## begin

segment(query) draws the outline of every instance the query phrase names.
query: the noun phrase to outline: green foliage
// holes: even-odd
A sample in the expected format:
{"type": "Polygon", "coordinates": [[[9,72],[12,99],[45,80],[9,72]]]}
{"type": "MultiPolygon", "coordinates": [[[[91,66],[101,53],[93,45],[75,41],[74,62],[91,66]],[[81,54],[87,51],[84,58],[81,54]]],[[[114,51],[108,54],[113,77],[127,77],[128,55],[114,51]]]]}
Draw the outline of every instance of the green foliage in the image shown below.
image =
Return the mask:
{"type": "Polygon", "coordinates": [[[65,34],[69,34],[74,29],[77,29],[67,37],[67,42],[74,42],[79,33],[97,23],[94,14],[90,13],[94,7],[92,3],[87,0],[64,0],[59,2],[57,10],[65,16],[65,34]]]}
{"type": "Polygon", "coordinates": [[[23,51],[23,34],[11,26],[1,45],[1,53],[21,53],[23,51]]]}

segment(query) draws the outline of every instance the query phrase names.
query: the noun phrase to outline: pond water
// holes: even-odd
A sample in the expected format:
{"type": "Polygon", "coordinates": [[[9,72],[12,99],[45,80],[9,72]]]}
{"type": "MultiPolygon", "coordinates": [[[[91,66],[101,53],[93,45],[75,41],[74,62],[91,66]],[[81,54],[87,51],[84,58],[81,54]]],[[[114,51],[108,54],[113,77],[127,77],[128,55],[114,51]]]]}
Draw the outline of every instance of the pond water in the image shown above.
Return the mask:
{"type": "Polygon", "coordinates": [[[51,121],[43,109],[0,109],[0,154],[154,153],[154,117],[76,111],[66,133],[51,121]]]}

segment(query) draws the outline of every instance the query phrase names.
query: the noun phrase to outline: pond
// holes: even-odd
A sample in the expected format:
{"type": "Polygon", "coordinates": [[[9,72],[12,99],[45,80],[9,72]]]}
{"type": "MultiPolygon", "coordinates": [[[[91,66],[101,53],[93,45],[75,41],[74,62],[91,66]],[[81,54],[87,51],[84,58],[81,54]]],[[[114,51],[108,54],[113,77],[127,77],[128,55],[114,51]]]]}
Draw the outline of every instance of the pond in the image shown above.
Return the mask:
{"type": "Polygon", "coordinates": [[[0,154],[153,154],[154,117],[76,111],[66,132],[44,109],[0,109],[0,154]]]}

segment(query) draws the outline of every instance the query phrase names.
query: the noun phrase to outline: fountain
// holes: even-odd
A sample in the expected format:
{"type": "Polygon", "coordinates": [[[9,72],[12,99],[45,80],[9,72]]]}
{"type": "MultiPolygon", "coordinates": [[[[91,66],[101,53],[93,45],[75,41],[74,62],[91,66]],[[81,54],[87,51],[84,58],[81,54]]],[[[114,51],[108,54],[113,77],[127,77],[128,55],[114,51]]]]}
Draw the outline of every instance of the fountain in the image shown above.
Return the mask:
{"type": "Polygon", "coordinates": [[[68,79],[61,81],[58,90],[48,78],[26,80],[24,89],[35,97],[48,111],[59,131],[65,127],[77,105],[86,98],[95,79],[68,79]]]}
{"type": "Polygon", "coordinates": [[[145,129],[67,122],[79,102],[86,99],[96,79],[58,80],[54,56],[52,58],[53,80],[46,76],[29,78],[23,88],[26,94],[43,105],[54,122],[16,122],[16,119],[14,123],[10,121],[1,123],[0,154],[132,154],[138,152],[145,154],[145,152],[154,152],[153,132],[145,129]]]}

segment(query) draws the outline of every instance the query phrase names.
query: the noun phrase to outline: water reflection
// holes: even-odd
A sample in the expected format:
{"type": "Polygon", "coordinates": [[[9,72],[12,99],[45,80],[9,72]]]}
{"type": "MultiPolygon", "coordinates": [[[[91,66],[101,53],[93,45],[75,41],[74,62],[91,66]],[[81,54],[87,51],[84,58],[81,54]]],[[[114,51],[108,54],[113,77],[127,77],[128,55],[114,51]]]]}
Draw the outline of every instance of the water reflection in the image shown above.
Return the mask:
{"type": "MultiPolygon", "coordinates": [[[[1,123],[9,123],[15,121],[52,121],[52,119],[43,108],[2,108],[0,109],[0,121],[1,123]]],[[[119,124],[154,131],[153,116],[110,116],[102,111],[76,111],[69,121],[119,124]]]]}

## end

WORK TO COMPLETE:
Retype the records in full. Keep every line identical to the original.

SOLUTION BELOW:
segment(query) draws the outline of every instance the query phrase names.
query: the noun phrase to outline: green foliage
// holes: even-odd
A sample in the expected format:
{"type": "Polygon", "coordinates": [[[9,72],[12,99],[45,80],[9,72]]]}
{"type": "MultiPolygon", "coordinates": [[[[91,66],[101,53],[93,45],[75,41],[74,62],[91,66]],[[81,54],[87,51],[84,58],[81,54]]],[[[114,51],[108,54],[113,77],[127,77],[128,55],[114,51]]]]}
Draw the outline of every instance of the green foliage in the image shown below.
image =
Return the mask:
{"type": "Polygon", "coordinates": [[[65,34],[69,34],[74,29],[77,29],[67,37],[67,42],[74,42],[79,33],[97,23],[94,14],[90,13],[94,7],[92,3],[87,0],[64,0],[59,2],[57,10],[65,16],[65,34]]]}
{"type": "Polygon", "coordinates": [[[23,51],[23,34],[11,26],[1,45],[1,53],[21,53],[23,51]]]}

segment(query) draws the outline of every instance the query phrase names.
query: the noun phrase to outline: pond water
// holes: even-odd
A sample in the expected format:
{"type": "Polygon", "coordinates": [[[9,72],[12,99],[45,80],[9,72]]]}
{"type": "MultiPolygon", "coordinates": [[[[91,66],[101,53],[93,45],[75,41],[74,62],[91,66]],[[81,54],[87,51],[84,58],[81,54]]],[[[114,51],[108,54],[113,77],[127,77],[128,55],[114,51]]]]}
Draw the outline of every instance of the pond water in the image shown above.
Return the mask:
{"type": "Polygon", "coordinates": [[[51,121],[43,109],[0,109],[0,154],[154,153],[154,117],[76,111],[66,133],[51,121]]]}

segment(query) draws the outline of every instance the query phrase names.
query: the noun phrase to outline: pond
// holes: even-odd
A sample in the expected format:
{"type": "Polygon", "coordinates": [[[9,72],[12,99],[45,80],[9,72]]]}
{"type": "MultiPolygon", "coordinates": [[[[91,66],[101,53],[93,45],[75,41],[74,62],[91,66]],[[81,54],[87,51],[84,58],[81,54]]],[[[114,51],[108,54],[113,77],[127,77],[128,55],[114,51]]]]}
Draw the outline of every instance of the pond in the image shown above.
Return the mask:
{"type": "Polygon", "coordinates": [[[0,154],[153,154],[154,117],[76,111],[66,132],[44,109],[0,109],[0,154]]]}

segment(query) draws the outline of every instance the query phrase names.
query: the noun phrase to outline: fountain
// holes: even-odd
A sample in the expected format:
{"type": "Polygon", "coordinates": [[[9,72],[12,99],[45,80],[9,72]]]}
{"type": "MultiPolygon", "coordinates": [[[[91,66],[101,53],[93,45],[75,41],[74,62],[91,66]],[[81,54],[87,51],[84,58],[81,54]]],[[[114,51],[108,54],[113,77],[127,77],[128,55],[114,51]]]]}
Draw the outline of every instance of the fountain in the image shown above.
Return the mask:
{"type": "Polygon", "coordinates": [[[68,79],[61,81],[58,90],[48,78],[26,80],[24,89],[35,97],[48,111],[59,131],[65,127],[77,105],[86,98],[95,79],[68,79]]]}
{"type": "Polygon", "coordinates": [[[145,129],[67,122],[79,102],[86,99],[96,79],[58,80],[54,56],[52,58],[53,80],[46,76],[29,78],[23,88],[26,94],[43,105],[54,122],[16,122],[16,119],[14,123],[10,121],[1,123],[0,154],[132,154],[138,152],[145,154],[145,152],[154,152],[153,132],[145,129]]]}

segment(query) draws the outline of every instance the query phrase names.
query: the noun phrase to outline: water reflection
// holes: even-odd
A sample in the expected format:
{"type": "Polygon", "coordinates": [[[9,72],[12,99],[45,80],[9,72]]]}
{"type": "MultiPolygon", "coordinates": [[[[91,66],[101,53],[93,45],[75,41],[74,62],[91,66]],[[81,54],[87,51],[84,58],[81,54]]],[[[114,51],[108,54],[113,77],[127,77],[128,55],[114,51]]]]}
Draw the outline of every instance of the water reflection in the image shown above.
Return the mask:
{"type": "MultiPolygon", "coordinates": [[[[1,123],[9,123],[15,121],[52,121],[52,119],[43,108],[2,108],[0,109],[0,121],[1,123]]],[[[119,124],[154,131],[153,116],[110,116],[102,111],[76,111],[69,121],[119,124]]]]}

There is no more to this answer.